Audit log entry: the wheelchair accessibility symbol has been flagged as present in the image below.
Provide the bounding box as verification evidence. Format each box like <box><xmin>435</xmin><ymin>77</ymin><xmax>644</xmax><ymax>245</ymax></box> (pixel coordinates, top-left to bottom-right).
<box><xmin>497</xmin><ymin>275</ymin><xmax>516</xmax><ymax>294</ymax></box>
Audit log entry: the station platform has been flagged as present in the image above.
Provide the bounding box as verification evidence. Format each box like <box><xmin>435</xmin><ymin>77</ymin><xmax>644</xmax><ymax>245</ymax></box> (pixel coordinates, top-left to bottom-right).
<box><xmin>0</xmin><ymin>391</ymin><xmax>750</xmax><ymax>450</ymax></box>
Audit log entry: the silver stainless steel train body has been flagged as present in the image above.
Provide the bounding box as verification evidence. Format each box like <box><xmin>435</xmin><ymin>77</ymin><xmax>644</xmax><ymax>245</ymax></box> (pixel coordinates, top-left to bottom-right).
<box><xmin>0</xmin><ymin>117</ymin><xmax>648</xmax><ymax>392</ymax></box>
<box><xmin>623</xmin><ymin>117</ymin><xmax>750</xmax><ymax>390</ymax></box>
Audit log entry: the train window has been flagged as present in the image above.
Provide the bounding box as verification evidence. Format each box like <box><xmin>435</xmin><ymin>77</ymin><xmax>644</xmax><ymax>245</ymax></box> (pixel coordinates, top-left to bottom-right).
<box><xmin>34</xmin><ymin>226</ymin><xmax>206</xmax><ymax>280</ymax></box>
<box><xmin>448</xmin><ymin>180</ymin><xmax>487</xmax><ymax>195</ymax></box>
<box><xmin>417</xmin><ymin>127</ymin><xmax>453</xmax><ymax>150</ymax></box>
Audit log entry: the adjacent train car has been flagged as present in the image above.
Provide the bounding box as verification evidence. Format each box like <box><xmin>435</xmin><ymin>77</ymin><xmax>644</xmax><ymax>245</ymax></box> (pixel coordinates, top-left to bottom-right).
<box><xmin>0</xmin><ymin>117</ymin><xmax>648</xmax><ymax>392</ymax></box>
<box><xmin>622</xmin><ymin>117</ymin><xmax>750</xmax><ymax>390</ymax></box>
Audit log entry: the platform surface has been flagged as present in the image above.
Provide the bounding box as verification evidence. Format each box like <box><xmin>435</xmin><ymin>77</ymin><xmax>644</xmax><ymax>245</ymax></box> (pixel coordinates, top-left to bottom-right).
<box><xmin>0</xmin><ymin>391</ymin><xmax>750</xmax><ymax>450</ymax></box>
◆ ◆ ◆ ◆
## Given problem
Convert every line of the entries above into a single numbered list, leaving out any blank lines.

## Reply
1. Audit log entry: the wheelchair accessibility symbol has been flagged as present in the image below.
2. Provide the bounding box as verification evidence. Format each box like <box><xmin>435</xmin><ymin>77</ymin><xmax>644</xmax><ymax>245</ymax></box> (pixel coordinates, top-left to bottom-right).
3. <box><xmin>497</xmin><ymin>275</ymin><xmax>516</xmax><ymax>294</ymax></box>
4. Audit log entry: the station platform has been flagged as present in the image above.
5. Provide the bounding box as verification evidence. Format each box like <box><xmin>435</xmin><ymin>77</ymin><xmax>644</xmax><ymax>245</ymax></box> (pixel coordinates, top-left to bottom-right).
6. <box><xmin>0</xmin><ymin>391</ymin><xmax>750</xmax><ymax>450</ymax></box>
7. Audit log entry: the silver stainless steel train body has been flagged as present in the image above.
8. Provide the bounding box as verification evidence. Format each box like <box><xmin>435</xmin><ymin>77</ymin><xmax>644</xmax><ymax>245</ymax></box> (pixel coordinates, top-left to bottom-right).
9. <box><xmin>0</xmin><ymin>117</ymin><xmax>648</xmax><ymax>392</ymax></box>
10. <box><xmin>623</xmin><ymin>117</ymin><xmax>750</xmax><ymax>390</ymax></box>
11. Audit log entry: the train window has been flagged as present in the image above.
12. Provide the bounding box as verification evidence. Format each box like <box><xmin>435</xmin><ymin>77</ymin><xmax>644</xmax><ymax>245</ymax></box> (pixel coordinates, top-left to bottom-right).
13. <box><xmin>34</xmin><ymin>226</ymin><xmax>206</xmax><ymax>280</ymax></box>
14. <box><xmin>448</xmin><ymin>180</ymin><xmax>487</xmax><ymax>195</ymax></box>
15. <box><xmin>417</xmin><ymin>127</ymin><xmax>453</xmax><ymax>150</ymax></box>
16. Audit log entry: the adjacent train car has been flagged as present in the image above.
17. Provide the bounding box as verification evidence. Format each box like <box><xmin>435</xmin><ymin>77</ymin><xmax>644</xmax><ymax>245</ymax></box> (pixel coordinates, top-left to bottom-right).
18. <box><xmin>0</xmin><ymin>117</ymin><xmax>648</xmax><ymax>392</ymax></box>
19. <box><xmin>622</xmin><ymin>117</ymin><xmax>750</xmax><ymax>390</ymax></box>
20. Audit log entry: the platform surface has been flagged as present in the image above.
21. Provide the bounding box as verification evidence. Format each box like <box><xmin>435</xmin><ymin>77</ymin><xmax>644</xmax><ymax>245</ymax></box> (pixel coordinates, top-left to bottom-right).
22. <box><xmin>0</xmin><ymin>391</ymin><xmax>750</xmax><ymax>450</ymax></box>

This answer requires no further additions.